The United States has been
clearly disappointed by the fact that its
hand-picked choice, Allawi, made a poor showing in
the elections. Then Washington went back to the
Pentagon's former golden boy, Ahmad Chalabi.
However, considering the baggage that Chalabi
carries with him, there was no chance that he was
going to be anyone else's choice for premier, save
the Bush administration's. Iraqis in general hated
him, and even in the Shi'ite community he was not
popular.
Jaafari has demonstrated his
sophistication as a candidate for the job for
several days, if not weeks. Indeed, if one had any
doubts regarding the potential emergence of the
UIA as a viable ruling party in Iraq, those doubts
should have been dispelled right after the
elections. The party has made it known its
readiness to be all-inclusive and shunned from all
manifestations of parochialism. The all-inclusive
aspect of its characteristic was clear by its
readiness to go out of its way in actively seeking
the cooperation of the Sunni minority, a group
that boycotted the election and then showed deep
resentment about the possibility of the emergence
of Shi'ite dominance in the next government.
The UIA acted as if the Sunni resentment
was not even there. It has made it clear that it
has every intention of making the Sunnis a real
partner in the next government. The UIA's spurning
of parochialism will be further demonstrated in
its refusal to entertain any ideas that would
jeopardize the unity of Iraq. The Kurdish groups
had better re-examine all their aspirations that
even remotely resemble the weakening the integrity
of Iraq.
The administration of US
President George W Bush has been besieged by a
number of questions related to Jaafari, his Da'wa
Party and the UIA. The question that is uppermost
in Washington now is whether the UIA's commitment
to avoid establishing an Islamic government in
Iraq is real. Jaafari has shown special
sensitivity to this issue. In fact, he recently
made quite a revealing comment in this regard. He
said, "Every country has its own character. Not
all Iraqis are Muslims. Not all Muslims are
Shi'ite. Not all Shi'ites are Islamic. We have to
have a system that is open to all components of
society."
The next significant question in
Washington is how close Iraq will get to Iran. In
the Pollyannaish world of the neo-conservatives
there is no room for any nuanced approach toward
Iran. Either a country can be a friend of the US
and enemy of Iran, or vice-versa. There is no way
any country can be a friend of Iran and remain
close to the US. It is a sort of rehashing of what
the world looked like when seen from inside
Washington during the early phase of the Cold War.

### REQUIREMENT A
In the records, from the line containing "Would you mind marking the hairy stem" through the end of the records, substitute "widest part" for "thickest part" and leave everything else unchanged.
The text and the records have no connection to each other.

### EXTRACTED INFORMATION
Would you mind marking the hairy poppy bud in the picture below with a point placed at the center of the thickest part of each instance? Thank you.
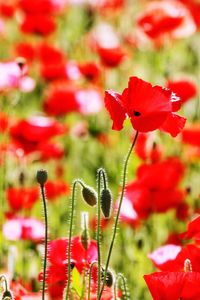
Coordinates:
(41, 177)
(187, 265)
(106, 202)
(89, 195)
(109, 278)
(7, 295)
(85, 238)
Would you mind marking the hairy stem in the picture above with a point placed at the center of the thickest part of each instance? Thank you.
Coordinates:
(118, 212)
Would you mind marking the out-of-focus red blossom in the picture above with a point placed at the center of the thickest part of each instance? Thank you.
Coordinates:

### REQUIREMENT B
Quote the passage on Iraqi politics after the elections word for word, from "The United States" to "boy, Ahmad Chalabi.".

### EXERCISE OUTPUT A
Would you mind marking the hairy stem in the picture above with a point placed at the center of the widest part of each instance? Thank you.
Coordinates:
(118, 212)
Would you mind marking the out-of-focus red blossom in the picture above with a point placed at the center of the widest part of each instance? Thank you.
Coordinates:

### EXERCISE OUTPUT B
The United States has been
clearly disappointed by the fact that its
hand-picked choice, Allawi, made a poor showing in
the elections. Then Washington went back to the
Pentagon's former golden boy, Ahmad Chalabi.